Those who have attempted to finance residential energy-efficiency improvements in a big way have had a tough go. In a particularly ambitious attempt, launched in 2008, laws have been passed in some two dozen states allowing governments to slap an additional levy on the property-tax bills of homeowners or commercial-building owners who want to upgrade their property to make it more energy-efficient. The owners take out a loan for the cost of the project; the money they fork over through the added levy goes to repay the loan. But other market players have cried foul. 

In 2010, the Federal Housing Finance Agency, which regulates Fannie Mae and Freddie Mac, the home-mortgage packagers, protested that the residential portion of the program put taxpayer-backed mortgages at risk. Its reasoning: Property taxes generally must be repaid before a mortgage when a house is foreclosed. Advocates of the program disagree, and the fight continues before regulators and in the courts. But it has stunted the program’s growth.

Wall Street now is considering more advanced approaches. One is to amalgamate money from institutional investors, such as unions and pension funds, into managed funds that would bankroll energy-efficiency upgrades at buildings across the country. The funds then would become, in essence, energy middlemen for the buildings. The owners of the buildings, in return for the upgrades, would pay the funds an agreed monthly amount based on the buildings’ electricity use. The banks’ bet is that those fees would outweigh the banks’ costs: costs both for the new equipment and for the reduced amount of electricity that the banks would have to buy from the local grid to keep the lights on in the newly energy-efficient buildings.

“The Wall Street guys are looking to put together funds to invest in this stuff,” says Mark Zimring, a veteran of Deutsche Bank’s convertible-bond department who, in a sign of the times, now is a program manager at the federal government’s Lawrence Berkeley National Laboratory, in Berkeley, Calif., working with governments and utilities to ramp up innovative financing methods for energy efficiency and renewable energy across the country. “We’re throwing lots of ideas and lots of capital at this space.”

Big, complex barriers stand in the way of building this market. One is getting the market’s various players to agree on common standards for measuring a home’s energy performance. Another is improving the accuracy of computer models that predict how a given energy-efficiency improvement actually will affect a home’s energy use. A third is ensuring there’s robust, accurate data predicting how a specific reduction in a home’s energy bills is likely to affect the ability of the homeowner to repay an energy-efficiency loan. Resolving all of these questions, market players say, is crucial to bringing down the cost of energy-efficiency financing—and thus to making the energy-efficient improvements happen. “We need better data,” says Matt Golden, a California consultant who has long worked on scaling up residential energy-efficiency improvements. “This is what it really takes to get the market going.”

Citigroup’s Vierengel is pushing to be out front. Since he began looking earlier this year into securitizing home energy-efficiency loans, he says, he has had to do plenty of “spadework” to build a case. He has been mining data about the past performance of energy-efficiency loans, an effort to convince the agencies that rate prospective securitized debt that the pools of energy-efficiency loans he wants to float will be relatively safe investments. “No one has done it yet,” he says of this new twist on bankrolling energy-efficiency upgrades. “But, come next year, I think we’ll be there.”

## Dataset excerpts

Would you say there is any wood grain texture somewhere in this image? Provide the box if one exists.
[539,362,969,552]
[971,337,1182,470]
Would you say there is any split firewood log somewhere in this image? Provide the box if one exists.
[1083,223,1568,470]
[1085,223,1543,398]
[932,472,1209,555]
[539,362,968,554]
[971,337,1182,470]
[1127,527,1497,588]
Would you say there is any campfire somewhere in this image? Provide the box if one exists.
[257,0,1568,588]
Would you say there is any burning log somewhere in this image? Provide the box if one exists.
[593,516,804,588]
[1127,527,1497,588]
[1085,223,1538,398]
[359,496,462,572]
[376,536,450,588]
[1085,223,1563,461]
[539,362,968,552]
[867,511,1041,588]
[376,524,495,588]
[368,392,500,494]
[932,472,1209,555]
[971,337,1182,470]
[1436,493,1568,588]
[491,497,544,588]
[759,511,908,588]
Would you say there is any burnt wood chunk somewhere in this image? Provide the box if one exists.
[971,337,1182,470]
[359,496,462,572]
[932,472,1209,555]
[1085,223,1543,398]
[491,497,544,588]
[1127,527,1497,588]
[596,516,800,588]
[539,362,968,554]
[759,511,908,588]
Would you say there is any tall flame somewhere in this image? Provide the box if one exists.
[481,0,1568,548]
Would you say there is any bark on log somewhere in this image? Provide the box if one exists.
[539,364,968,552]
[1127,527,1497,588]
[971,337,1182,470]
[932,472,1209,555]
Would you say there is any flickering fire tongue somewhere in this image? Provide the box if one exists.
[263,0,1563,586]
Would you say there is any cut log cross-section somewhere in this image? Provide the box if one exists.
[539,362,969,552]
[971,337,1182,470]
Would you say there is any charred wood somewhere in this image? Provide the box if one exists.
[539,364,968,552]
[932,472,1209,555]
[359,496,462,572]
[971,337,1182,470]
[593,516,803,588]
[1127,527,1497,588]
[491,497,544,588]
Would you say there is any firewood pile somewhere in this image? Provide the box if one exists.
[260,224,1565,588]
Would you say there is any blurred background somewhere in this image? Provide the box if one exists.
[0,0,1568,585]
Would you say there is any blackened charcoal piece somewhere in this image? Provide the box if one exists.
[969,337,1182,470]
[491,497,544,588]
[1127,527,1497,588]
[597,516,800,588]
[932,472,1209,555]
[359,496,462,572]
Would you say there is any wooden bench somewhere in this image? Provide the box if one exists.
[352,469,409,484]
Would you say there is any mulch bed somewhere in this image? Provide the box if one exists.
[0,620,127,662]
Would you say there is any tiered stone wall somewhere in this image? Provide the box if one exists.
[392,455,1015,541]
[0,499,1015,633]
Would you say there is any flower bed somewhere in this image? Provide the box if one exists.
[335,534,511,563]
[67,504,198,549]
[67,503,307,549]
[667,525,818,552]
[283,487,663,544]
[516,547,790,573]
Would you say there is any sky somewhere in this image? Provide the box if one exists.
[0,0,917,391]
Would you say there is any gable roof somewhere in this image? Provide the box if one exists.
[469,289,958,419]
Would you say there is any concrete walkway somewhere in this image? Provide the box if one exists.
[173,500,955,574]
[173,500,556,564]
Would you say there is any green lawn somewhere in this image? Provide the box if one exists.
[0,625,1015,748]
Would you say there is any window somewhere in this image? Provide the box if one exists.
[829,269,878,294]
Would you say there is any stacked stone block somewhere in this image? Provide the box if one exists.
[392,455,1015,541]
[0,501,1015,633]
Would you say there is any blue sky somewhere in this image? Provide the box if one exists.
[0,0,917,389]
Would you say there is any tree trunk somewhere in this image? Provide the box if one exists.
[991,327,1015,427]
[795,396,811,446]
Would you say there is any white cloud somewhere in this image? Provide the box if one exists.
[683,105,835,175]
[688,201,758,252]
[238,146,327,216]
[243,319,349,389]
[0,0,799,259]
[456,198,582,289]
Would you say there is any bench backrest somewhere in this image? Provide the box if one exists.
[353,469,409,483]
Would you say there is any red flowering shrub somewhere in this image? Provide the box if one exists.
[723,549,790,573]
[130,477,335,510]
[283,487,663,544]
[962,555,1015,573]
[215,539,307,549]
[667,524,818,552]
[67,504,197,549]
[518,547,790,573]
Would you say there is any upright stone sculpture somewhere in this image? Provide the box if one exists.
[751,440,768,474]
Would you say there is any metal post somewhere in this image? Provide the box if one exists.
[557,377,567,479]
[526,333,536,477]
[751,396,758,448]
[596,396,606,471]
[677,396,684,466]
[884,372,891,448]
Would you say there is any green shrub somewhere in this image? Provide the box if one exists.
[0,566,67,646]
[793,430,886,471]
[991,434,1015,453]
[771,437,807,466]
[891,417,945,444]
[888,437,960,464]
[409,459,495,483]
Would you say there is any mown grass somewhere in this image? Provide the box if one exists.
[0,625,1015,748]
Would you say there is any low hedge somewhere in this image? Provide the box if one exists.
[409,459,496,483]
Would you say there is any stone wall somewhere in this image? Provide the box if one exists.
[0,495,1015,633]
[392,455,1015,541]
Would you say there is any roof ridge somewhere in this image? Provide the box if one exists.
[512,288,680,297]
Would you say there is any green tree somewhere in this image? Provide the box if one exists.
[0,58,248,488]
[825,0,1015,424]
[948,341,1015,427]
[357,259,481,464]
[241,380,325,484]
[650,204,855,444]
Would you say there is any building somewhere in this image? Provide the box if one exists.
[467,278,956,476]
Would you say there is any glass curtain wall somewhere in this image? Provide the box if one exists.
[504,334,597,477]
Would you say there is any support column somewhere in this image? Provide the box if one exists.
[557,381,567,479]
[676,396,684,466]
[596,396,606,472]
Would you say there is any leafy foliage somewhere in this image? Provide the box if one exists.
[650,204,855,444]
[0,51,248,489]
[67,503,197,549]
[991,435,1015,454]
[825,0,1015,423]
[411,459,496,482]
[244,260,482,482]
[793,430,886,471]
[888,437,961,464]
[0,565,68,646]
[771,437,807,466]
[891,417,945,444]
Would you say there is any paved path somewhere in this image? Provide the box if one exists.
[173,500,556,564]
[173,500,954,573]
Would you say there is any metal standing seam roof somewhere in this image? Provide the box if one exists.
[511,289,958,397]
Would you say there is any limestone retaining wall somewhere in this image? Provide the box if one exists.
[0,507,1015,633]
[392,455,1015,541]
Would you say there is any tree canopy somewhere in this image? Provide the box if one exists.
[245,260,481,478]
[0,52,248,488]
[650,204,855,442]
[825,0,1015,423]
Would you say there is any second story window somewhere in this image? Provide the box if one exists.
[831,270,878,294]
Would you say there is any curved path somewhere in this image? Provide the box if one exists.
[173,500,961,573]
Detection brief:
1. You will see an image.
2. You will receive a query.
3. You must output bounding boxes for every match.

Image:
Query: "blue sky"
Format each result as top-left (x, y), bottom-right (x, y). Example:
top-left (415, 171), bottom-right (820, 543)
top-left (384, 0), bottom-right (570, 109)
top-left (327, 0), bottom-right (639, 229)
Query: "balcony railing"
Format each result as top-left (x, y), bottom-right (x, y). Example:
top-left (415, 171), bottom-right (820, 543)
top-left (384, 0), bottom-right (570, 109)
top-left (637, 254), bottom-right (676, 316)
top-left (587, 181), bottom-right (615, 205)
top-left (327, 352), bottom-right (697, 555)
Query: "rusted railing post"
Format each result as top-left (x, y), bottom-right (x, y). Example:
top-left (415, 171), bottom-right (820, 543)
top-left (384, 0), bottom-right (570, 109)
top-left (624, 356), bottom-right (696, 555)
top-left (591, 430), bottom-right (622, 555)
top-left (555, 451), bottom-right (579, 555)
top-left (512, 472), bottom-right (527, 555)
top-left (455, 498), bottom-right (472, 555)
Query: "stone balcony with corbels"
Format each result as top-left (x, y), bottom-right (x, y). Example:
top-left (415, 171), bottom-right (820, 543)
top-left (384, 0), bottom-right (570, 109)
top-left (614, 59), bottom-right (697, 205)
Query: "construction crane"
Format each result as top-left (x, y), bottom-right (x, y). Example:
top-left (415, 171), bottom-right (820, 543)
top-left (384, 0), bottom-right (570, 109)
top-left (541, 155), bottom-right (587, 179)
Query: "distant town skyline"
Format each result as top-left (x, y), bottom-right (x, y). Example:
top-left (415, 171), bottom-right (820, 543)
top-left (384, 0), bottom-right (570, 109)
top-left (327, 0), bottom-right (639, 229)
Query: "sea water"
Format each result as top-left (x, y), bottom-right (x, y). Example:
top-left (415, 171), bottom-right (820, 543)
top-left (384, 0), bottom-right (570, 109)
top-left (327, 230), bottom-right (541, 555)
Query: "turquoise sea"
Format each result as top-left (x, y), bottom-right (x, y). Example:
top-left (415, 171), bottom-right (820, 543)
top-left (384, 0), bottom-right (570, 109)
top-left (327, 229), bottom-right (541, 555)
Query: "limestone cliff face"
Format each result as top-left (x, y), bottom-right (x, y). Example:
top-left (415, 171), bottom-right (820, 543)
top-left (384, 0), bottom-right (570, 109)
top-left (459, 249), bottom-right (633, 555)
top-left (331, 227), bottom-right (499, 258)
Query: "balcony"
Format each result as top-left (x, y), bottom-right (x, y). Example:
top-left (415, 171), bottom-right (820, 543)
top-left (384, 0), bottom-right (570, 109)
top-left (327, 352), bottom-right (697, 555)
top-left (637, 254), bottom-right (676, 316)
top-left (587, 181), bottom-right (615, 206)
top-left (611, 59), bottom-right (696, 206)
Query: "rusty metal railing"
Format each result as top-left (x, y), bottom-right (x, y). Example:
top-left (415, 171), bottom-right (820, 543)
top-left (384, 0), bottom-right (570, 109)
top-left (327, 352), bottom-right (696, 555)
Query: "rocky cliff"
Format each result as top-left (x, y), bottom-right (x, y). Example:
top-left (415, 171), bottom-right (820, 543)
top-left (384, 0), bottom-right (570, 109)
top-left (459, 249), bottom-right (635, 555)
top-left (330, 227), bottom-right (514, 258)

## List of tasks
a) Reproduce word for word the part of the article on energy-efficiency financing above, starting with "Those who have" and going on through "have cried foul.".
b) Summarize the article on energy-efficiency financing in two sentences.
c) List every barrier to building the energy-efficiency financing market that the article names.

## Replies
a)
Those who have attempted to finance residential energy-efficiency improvements in a big way have had a tough go. In a particularly ambitious attempt, launched in 2008, laws have been passed in some two dozen states allowing governments to slap an additional levy on the property-tax bills of homeowners or commercial-building owners who want to upgrade their property to make it more energy-efficient. The owners take out a loan for the cost of the project; the money they fork over through the added levy goes to repay the loan. But other market players have cried foul.

b) A program launched in 2008 lets governments add a levy to property-tax bills so owners can repay loans for energy-efficiency upgrades, but its growth was stunted after the Federal Housing Finance Agency protested in 2010 that its residential portion put taxpayer-backed mortgages at risk. Wall Street is now considering funds that pool institutional investors' money to bankroll building upgrades, though barriers such as common measurement standards, model accuracy and repayment data remain, and Citigroup's Vierengel is mining loan data in a push to securitize home energy-efficiency loans.

c)
- Getting the market's various players to agree on common standards for measuring a home's energy performance
- Improving the accuracy of computer models that predict how a given energy-efficiency improvement will affect a home's energy use
- Ensuring there is robust, accurate data predicting how a specific reduction in a home's energy bills is likely to affect the homeowner's ability to repay an energy-efficiency loan